Write every entry out again exactly, please, and skip the pictures.

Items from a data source
········

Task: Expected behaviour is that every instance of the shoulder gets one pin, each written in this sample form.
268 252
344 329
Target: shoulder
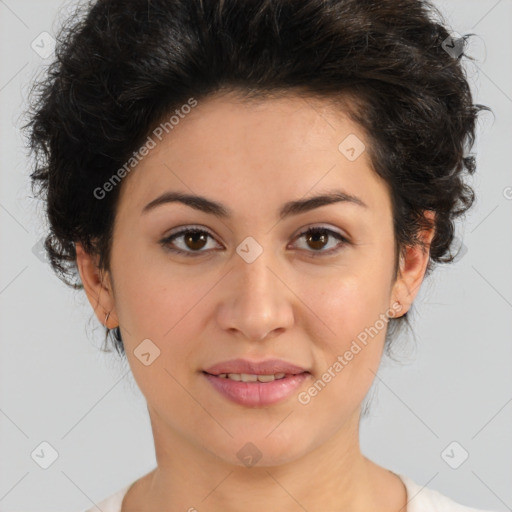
112 503
423 499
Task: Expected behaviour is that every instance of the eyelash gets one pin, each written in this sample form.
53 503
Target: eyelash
313 230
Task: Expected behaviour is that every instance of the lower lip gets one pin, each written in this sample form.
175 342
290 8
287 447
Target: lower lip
256 394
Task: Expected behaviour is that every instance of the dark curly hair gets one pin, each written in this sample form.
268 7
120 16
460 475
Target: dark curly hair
122 67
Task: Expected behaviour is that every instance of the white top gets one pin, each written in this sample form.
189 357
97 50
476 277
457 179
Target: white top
419 499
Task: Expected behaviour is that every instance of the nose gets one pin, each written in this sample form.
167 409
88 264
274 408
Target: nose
257 301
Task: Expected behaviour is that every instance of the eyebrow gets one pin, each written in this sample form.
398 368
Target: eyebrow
288 209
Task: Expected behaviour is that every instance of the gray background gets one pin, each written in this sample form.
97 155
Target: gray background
454 384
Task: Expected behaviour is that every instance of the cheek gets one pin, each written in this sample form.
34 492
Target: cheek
352 307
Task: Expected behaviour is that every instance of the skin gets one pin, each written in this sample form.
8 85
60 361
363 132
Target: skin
286 304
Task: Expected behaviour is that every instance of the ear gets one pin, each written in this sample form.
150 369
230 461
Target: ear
97 287
413 265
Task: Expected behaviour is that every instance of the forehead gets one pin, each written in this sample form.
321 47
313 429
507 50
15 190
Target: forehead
273 149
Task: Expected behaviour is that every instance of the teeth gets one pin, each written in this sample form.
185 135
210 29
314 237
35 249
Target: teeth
246 377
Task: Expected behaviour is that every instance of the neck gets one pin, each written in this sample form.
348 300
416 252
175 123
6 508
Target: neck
332 476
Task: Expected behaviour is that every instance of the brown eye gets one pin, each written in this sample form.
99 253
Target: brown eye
317 238
193 241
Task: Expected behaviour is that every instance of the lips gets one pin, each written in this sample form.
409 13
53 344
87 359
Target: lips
241 381
244 366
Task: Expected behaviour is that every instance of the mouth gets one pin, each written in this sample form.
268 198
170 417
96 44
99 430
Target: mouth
256 384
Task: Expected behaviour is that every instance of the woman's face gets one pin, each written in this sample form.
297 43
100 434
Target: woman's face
252 285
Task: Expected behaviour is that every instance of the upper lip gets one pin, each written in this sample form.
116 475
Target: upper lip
267 367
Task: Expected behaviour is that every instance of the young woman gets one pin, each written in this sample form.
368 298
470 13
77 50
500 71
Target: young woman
251 193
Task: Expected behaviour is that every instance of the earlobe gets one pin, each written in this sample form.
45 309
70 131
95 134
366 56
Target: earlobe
413 265
97 286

········

Answer in full
Task: Expected behaviour is that every instance of the shoulder gets one pin, each written in this sample form.
268 252
344 329
Target: shoulder
112 503
423 499
Task: Expected behaviour is that every instance of the eyelash gets one pin, each written in this sample form.
53 503
Target: eyelash
313 230
Task: Expected behaviour is that every instance of the lower lip gets one pin, each written in this sample form.
175 342
290 8
287 447
Target: lower lip
256 394
Task: Expected behaviour is that every instance of the dark curly hair gets one pin, each written in this sample form.
268 7
120 16
460 475
Target: dark curly hair
122 67
Task: Expected behaviour is that every instance of the white top gets one pin, each written in this sample form.
189 357
97 50
476 277
457 179
Target: white top
419 499
Task: Expected behaviour is that every instance of the nose gets one pin, each written in this sample form.
167 409
88 264
274 408
Target: nose
257 301
Task: Expected behaviour is that every instance of the eyebrow gets one pin, each written in this sample form.
398 368
Target: eyebrow
288 209
Task: Expected behaviour is that every instance of the gray background gets one pin, each written in this sample form.
97 155
Target: gray background
454 384
Task: Expected behaviour is that every instance of the cheek gets one pin, each written in this sample form.
34 492
Target: cheek
352 307
Task: Expected behaviour is that every instance of the skin gets one pin, each written in this sample form.
8 85
60 361
363 132
Target: skin
286 304
Task: Expected behaviour is that every instance of the ear gets one pin, each written in this sample form.
150 369
230 461
Target: ear
97 287
413 265
Task: Expected behaviour is that every instance of the forehead gets one pin, each written in this sample form.
321 47
313 429
507 50
15 190
Target: forehead
273 149
Task: Expected behaviour is that every instance of the teeth gets one pin, each written in this sample form.
185 135
210 29
314 237
35 249
Target: teeth
246 377
Task: Expected behaviour is that every instance of the neck gets one pin, each written in this sample form.
348 300
416 252
175 123
6 508
Target: neck
332 476
Task: Expected behaviour is that every instance of the brown eye gets one pin, each written in this sample form.
99 253
Target: brown eye
317 238
193 241
Task: Expected behaviour is that every instance of the lips gets one pin, each written in this sample form.
409 13
53 344
87 359
Target: lips
241 381
244 366
Task: Expected behaviour is that every instance of the mouth gets one pin, each written in this sample form.
268 198
170 417
96 44
99 430
Target: mouth
256 384
Task: Expected behaviour is that every instance of the woman's face gets one pin, each written in this sample form.
297 43
100 434
Target: woman's face
252 285
Task: Expected behaviour is that every instance of the upper lip gets one pin, each written in this sample form.
116 475
Target: upper lip
267 367
Task: Expected behaviour is that every instance of the young woman gets one pin, each written in this sample form.
368 298
470 13
77 50
500 71
Target: young woman
251 193
Task: Expected behaviour is that every instance of the earlobe gets one pin, each written in this sample form.
45 309
70 131
95 134
366 56
Target: earlobe
413 265
97 286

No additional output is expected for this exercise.